Set task | Which lines in the entries below contain the string "reflection"? Extract every such line in full, and match case exactly.
start Source records
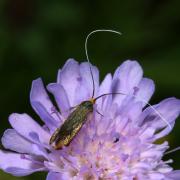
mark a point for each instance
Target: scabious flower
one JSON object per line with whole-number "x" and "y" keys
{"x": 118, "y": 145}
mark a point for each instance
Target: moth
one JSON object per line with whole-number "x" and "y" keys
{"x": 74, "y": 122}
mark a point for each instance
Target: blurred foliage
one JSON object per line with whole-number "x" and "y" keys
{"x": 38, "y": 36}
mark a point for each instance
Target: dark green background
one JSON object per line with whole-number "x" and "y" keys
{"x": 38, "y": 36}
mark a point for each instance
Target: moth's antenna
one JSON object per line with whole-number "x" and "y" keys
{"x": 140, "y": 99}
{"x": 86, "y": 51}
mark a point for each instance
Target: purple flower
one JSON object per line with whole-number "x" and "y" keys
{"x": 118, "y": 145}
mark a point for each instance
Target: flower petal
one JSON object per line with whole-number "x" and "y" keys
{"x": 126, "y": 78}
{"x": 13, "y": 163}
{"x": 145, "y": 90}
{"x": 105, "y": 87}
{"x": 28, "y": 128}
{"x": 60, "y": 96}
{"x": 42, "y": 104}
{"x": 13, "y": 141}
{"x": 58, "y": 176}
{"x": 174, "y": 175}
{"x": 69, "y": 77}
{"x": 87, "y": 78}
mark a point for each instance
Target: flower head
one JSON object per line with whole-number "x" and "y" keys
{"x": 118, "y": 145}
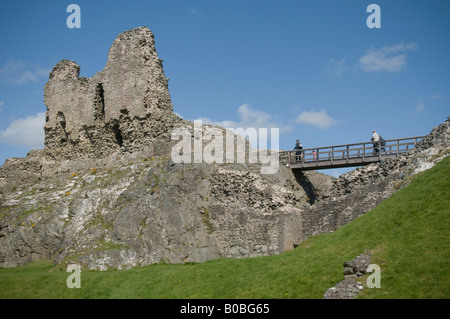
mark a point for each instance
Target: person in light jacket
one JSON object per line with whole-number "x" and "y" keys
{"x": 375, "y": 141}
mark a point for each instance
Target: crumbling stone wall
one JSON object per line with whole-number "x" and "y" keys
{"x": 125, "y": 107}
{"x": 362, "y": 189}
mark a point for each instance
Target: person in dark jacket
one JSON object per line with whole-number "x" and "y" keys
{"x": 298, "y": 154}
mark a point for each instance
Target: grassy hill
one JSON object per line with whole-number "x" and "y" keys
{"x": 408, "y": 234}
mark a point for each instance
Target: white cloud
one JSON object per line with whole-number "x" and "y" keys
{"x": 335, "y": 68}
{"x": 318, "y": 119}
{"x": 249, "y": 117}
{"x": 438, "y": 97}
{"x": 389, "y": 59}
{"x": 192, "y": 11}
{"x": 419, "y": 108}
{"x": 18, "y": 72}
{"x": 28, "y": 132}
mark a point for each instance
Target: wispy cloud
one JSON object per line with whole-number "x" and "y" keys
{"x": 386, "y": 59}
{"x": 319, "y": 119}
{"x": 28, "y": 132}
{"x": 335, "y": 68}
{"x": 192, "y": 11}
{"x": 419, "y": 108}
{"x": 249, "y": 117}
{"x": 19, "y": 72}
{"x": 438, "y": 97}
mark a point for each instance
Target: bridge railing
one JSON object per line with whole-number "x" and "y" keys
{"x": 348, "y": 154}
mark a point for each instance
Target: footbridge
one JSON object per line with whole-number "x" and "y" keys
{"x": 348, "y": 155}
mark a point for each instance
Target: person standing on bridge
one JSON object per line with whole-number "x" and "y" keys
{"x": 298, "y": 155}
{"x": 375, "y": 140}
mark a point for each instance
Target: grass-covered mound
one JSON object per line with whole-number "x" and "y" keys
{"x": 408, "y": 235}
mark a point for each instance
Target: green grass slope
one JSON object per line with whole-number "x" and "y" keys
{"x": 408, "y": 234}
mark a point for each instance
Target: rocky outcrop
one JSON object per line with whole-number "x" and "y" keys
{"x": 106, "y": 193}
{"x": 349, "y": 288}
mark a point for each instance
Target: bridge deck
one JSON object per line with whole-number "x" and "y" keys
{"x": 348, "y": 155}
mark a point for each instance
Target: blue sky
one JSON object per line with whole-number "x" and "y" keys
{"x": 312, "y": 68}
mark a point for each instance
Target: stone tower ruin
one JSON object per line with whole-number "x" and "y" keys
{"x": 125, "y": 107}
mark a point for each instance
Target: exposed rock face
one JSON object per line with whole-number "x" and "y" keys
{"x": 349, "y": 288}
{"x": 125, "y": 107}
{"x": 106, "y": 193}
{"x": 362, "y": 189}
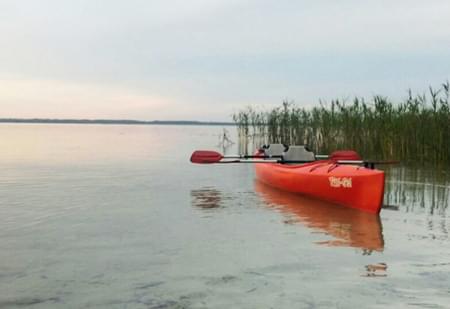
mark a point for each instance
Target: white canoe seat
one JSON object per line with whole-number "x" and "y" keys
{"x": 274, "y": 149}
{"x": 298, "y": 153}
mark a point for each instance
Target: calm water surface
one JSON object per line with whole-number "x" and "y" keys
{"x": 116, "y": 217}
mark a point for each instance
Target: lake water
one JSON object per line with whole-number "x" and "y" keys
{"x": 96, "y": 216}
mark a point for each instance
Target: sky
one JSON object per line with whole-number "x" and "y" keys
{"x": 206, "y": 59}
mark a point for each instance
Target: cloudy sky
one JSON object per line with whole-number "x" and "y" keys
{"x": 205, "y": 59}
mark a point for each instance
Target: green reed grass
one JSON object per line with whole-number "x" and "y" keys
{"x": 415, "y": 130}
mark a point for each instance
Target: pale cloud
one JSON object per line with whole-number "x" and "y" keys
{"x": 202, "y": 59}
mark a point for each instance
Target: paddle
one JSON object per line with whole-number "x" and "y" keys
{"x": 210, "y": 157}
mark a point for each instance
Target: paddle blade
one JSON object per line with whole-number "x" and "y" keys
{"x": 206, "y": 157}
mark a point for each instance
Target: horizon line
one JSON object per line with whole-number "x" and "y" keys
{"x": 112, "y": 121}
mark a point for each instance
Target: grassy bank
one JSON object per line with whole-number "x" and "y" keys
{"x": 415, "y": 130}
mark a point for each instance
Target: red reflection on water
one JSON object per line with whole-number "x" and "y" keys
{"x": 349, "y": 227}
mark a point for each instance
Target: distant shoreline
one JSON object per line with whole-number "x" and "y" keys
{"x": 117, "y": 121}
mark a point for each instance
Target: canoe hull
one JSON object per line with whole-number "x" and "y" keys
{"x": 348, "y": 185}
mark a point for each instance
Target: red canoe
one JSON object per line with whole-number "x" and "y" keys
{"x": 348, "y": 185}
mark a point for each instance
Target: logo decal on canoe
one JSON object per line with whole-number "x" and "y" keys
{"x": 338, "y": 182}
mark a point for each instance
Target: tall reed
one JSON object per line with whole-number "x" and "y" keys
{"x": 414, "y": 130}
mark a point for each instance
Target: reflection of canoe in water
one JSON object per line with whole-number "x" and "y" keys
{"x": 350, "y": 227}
end Source records
Result of the task |
Target: red reflection on water
Target: reflection of canoe in water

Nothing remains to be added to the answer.